* **Consegna 1**
Elenca i nomi utente che fanno da titolo ai messaggi dell'estratto qui sotto, ciascuno una sola volta.

* **Estratto**
********

L'ultima volta che ho tolto il supporto MS-DOS (su un amd64) non mi partiva al boot grub.

Come faccio a sapere se uso devfs piuttosto che udev???

----------

## AlterX

 *lavish wrote:*   

> Per curiosità... a che ti serve avere un kernel liofilizzato?

 

Beh mi serve perchè deve girare su un server...

lo voglio veloce (supporti built-in) e stabile (evitare che supporti non strettamente necessari possano interferire e bloccare il sistema)

tutto questo unito alla versione hardened...beh  :Laughing: 

----------

## Thrain

Puoi fare benissimo a meno di devfs, anzi penso che udev sia la scelta migliore, nonché più sicura

----------

## lotti

 *AlterX wrote:*   

> 
> 
> Beh mi serve perchè deve girare su un server...
> 
> 

 

scommetto che il server ha 300 MB di hard disk XD

Edit gutter: Per favore quotiamo meglio

----------

## AlterX

 *lotti wrote:*   

> 
> 
> scommetto che il server ha 300 MB di hard disk XD

 

beh 300Mb proprio no, però... :Laughing: 

e un'pò vecchiotto...

Edit gutter: Per favore quotiamo meglio.

----------

## dappiu

Anche se non penso che diminuendo la dimensione del kernel tu possa vedere chissà quanta velocità in più, hai pensato a compilarlo utilizzando -Os e togliendo altre ottimizzazioni che potrebbero aumentarne la dimensione?

********

* **Record di input**
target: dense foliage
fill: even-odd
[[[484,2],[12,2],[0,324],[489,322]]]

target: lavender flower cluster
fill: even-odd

********

* **Consegna 2**
Per favore, riscrivi tutte le righe dei record, richieste comprese, riscalando le coordinate dei poligoni nelle risposte: moltiplica ogni valore per 0,7 e arrotonda all'intero, con le metà per eccesso.

* **Risultato 1**
AlterX, Thrain, lotti, dappiu

* **Risultato 2**
target: dense foliage
fill: even-odd
[[[339,1],[8,1],[0,227],[342,225]]]

target: lavender flower cluster
fill: even-odd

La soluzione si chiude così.